During the night, we’d seen the chefs open containers marked “pickled tomato” and we were wondering when it’d finally get acquainted with our plates. Turned out this ingredient was rolling with the Hand-Torn Pasta crew, and what an entourage. Fat ribbons of pasta with deep-fried mint, chilli, secret-weapon tomato (sweet, deeply flavoured, with a zingy, tart twist) and goat’s curd that had been aerated to the point it was as whispery mild as ricotta. This course was an open-and-shut case of “whoa, amazing!”. While it seemed like an ultra-contemporary Italian offering, the Asian chilli accent clues you into its origins – it’s actually inspired by a dish that David Chang had in Cambodia. He then served his staff a version that had rice noodles before it was reincarnated into this pasta rendition.
Striped Trumpeter got an encore performance. Sourced from Mark Eather, it also used the head and bones as a broth, so you experienced three ways of one fish; it received plate back-up from fried-potato-like soil, stem of broccoli and some horseradish.
Leek flower, charred and caramelised, partnered with pickled mustard seed was my next round.
Around this point, pork shoulder “sugary, messy and cooked for 10 hours” appeared like a guest of honour, getting major attention under a heat lamp in the centre of the kitchen. David Chang explained to the diners next to us that it had just came out of the oven.”Here’s some wet towels,” he said, as he served them the gloriously finger-staining course.
Sous chef Clayton Wells (Quay, Tetsuya’s, Noma) explained that restraint was rather hopeless in such a circumstance, even for the chefs: “Every night you promise that you’re not going to eat the pork and then you do.”
On the tasting-menu front, the only thing I didn’t entirely love was the pickled turnip in the next dish. It was like a saxophone solo: overamplified, earning attention for all the worst reasons and a misfit – it just didn’t go with anything (sorry jerusalem artichoke and crispy potato – you really tried to make it work).
OK, I always like the idea of a cheese plate, but the whole it’s-dessert-or-cheese protocol is a total bust. By the time you’ve blitzed your savoury courses, there is no stowaway room for end-of-night servings of brie or cheddar. (My Liz Lemon-style idea of a perfect restaurant is where you can happily order a cheese plate first, carbo-destruct on bread and then factor in dessert.)

_The exercise_: Turn the restaurant review's paragraph starting "Striped Trumpeter got an encore performance" into a short bulleted list that keeps its main facts. The listing plays no part in the work on the restaurant review.

_Provided data_:
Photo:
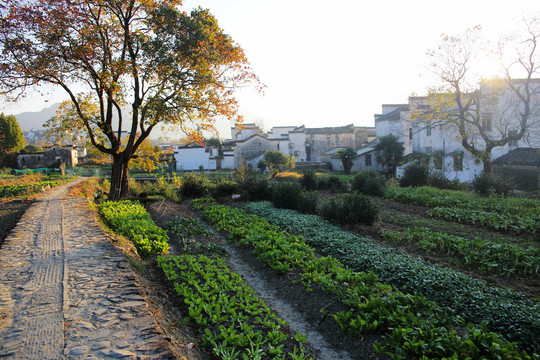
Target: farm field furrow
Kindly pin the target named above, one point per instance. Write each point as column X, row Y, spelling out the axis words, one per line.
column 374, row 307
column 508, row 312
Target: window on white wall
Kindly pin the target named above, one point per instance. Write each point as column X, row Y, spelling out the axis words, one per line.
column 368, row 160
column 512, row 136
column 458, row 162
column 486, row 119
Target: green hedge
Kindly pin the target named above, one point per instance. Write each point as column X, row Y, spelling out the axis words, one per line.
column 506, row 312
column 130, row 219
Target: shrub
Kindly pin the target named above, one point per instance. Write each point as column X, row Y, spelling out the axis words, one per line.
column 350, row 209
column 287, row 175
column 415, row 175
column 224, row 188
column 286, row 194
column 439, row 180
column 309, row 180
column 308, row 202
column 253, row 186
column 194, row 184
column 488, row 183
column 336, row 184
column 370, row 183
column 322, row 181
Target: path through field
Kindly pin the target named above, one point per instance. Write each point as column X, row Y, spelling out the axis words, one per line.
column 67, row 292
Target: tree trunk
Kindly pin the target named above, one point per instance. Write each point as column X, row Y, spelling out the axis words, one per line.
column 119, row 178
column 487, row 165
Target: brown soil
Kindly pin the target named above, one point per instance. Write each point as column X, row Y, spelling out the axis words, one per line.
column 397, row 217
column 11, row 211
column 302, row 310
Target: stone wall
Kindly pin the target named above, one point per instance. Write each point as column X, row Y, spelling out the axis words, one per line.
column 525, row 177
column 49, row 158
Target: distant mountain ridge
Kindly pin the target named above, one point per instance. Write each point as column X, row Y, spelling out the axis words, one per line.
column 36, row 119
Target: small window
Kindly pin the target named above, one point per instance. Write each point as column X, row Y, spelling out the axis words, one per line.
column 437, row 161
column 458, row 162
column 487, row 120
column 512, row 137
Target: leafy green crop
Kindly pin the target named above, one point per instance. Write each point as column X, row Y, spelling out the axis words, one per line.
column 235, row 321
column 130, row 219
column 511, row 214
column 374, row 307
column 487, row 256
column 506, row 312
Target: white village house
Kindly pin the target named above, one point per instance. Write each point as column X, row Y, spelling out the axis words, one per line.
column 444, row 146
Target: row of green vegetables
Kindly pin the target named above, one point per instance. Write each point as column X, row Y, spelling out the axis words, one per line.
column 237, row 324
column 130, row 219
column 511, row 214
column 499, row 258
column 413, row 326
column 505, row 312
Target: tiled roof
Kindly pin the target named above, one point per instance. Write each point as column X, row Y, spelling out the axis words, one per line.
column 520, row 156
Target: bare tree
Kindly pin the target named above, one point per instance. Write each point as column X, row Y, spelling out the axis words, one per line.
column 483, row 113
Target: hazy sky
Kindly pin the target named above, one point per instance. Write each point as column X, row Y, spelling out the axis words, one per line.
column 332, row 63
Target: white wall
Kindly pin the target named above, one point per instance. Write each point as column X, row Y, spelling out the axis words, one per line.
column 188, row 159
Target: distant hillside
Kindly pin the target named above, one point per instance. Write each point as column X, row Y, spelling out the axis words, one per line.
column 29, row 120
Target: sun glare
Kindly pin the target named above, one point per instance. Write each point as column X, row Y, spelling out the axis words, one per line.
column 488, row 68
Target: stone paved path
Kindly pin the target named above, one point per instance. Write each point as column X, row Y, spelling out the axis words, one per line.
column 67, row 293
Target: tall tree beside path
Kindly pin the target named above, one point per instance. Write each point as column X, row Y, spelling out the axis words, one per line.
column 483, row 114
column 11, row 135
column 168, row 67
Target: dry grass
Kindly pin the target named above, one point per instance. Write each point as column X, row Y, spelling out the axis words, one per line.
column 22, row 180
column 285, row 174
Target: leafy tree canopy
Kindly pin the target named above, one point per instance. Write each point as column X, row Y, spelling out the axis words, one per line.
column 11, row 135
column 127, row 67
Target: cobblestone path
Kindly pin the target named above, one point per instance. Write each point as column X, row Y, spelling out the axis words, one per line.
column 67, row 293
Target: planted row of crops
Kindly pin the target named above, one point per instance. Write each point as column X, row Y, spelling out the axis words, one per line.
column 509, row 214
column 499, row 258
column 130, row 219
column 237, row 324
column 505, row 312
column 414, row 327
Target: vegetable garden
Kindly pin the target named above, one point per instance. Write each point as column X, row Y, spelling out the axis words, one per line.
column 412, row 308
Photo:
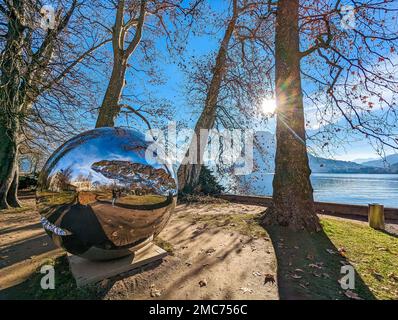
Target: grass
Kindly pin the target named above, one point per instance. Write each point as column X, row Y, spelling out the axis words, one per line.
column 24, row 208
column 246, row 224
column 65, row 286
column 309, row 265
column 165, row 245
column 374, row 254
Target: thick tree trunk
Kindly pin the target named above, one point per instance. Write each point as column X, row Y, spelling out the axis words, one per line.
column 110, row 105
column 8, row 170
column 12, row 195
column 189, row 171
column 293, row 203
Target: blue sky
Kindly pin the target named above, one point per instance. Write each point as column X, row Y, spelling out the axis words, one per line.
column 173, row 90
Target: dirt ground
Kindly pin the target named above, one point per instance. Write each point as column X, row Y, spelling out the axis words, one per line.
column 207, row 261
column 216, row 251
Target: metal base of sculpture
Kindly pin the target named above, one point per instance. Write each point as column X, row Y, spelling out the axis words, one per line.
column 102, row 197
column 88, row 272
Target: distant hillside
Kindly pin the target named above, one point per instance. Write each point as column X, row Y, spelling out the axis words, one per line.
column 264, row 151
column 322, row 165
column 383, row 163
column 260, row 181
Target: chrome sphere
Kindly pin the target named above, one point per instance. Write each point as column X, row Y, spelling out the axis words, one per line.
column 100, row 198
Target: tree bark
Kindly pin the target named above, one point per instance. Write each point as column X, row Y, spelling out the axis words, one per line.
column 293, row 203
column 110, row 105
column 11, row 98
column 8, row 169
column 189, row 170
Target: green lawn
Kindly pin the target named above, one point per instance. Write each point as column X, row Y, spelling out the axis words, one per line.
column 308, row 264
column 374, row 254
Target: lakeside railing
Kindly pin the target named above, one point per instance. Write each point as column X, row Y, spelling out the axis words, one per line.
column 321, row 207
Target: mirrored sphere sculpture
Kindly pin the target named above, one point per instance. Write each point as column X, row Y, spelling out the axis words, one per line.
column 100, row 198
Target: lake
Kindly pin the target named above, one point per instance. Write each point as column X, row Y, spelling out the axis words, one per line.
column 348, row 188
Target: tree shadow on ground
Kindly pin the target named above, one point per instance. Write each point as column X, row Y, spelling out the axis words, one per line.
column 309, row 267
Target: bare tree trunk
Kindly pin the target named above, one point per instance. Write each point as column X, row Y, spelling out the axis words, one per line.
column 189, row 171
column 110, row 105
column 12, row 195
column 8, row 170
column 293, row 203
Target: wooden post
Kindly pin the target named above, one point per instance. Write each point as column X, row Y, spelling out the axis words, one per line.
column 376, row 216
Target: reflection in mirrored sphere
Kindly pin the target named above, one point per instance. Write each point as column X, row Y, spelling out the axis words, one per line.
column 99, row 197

_Task answer_:
- Striped Trumpeter appeared again.
- The fish came from Mark Eather.
- Its head and bones were made into a broth, giving three ways of one fish.
- It was served with a soil like fried potato, broccoli stem and horseradish.